:: ASSIGNMENT ::
Search the entries below for "strut" and copy each matching line.

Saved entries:

▼▼▼

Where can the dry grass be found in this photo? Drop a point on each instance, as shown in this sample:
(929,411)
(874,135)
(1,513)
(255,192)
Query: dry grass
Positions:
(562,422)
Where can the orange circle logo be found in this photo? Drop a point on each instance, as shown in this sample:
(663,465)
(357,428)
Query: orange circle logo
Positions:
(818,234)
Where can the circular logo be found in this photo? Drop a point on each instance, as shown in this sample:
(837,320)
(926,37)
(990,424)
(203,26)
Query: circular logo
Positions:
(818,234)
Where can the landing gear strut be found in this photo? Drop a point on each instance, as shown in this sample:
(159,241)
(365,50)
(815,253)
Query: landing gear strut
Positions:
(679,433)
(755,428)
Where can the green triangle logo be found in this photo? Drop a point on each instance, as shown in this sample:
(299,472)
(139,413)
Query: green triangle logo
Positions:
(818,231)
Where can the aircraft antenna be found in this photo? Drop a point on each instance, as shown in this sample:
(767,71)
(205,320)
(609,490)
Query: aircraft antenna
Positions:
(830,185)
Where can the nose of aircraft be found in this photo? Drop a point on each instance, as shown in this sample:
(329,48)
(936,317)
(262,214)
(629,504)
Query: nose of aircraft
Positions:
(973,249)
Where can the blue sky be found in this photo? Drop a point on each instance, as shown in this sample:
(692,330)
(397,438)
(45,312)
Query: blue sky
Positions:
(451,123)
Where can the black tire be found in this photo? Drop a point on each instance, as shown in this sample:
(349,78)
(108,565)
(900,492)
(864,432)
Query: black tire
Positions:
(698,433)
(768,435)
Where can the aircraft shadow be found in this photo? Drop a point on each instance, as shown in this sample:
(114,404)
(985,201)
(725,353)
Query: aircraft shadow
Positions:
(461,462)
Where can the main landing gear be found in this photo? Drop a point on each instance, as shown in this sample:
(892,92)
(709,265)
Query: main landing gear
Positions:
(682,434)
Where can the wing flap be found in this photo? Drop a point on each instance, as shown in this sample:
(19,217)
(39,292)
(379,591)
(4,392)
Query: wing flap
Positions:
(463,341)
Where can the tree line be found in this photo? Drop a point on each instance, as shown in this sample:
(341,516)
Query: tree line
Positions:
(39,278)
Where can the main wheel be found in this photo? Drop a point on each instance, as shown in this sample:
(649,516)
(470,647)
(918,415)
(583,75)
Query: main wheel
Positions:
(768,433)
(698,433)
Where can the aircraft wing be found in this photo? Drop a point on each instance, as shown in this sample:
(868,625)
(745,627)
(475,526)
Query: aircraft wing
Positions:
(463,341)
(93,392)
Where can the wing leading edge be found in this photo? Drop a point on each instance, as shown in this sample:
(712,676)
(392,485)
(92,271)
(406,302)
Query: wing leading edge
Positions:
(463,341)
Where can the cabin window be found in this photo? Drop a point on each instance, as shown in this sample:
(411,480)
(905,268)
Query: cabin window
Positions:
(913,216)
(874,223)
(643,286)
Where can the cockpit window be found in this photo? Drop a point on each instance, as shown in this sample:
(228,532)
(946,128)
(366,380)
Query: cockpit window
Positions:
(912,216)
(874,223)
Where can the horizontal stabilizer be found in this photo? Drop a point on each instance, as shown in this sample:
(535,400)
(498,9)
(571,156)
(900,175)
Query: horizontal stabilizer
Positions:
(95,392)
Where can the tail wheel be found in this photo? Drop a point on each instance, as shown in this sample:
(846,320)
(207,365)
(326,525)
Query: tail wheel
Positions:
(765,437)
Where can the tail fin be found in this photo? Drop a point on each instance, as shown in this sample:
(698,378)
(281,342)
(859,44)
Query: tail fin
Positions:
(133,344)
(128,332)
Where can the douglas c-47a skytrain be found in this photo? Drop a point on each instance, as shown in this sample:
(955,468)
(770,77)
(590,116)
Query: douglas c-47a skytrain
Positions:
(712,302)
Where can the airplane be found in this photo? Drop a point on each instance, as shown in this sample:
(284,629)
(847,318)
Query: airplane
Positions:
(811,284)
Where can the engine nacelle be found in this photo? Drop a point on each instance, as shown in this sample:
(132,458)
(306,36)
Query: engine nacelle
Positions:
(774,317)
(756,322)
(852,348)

▲▲▲

:: RESPONSE AREA ::
Where can the landing gear strut be found in this photo? Drop a point on each instance, as shown in this sample:
Query: landing gear strut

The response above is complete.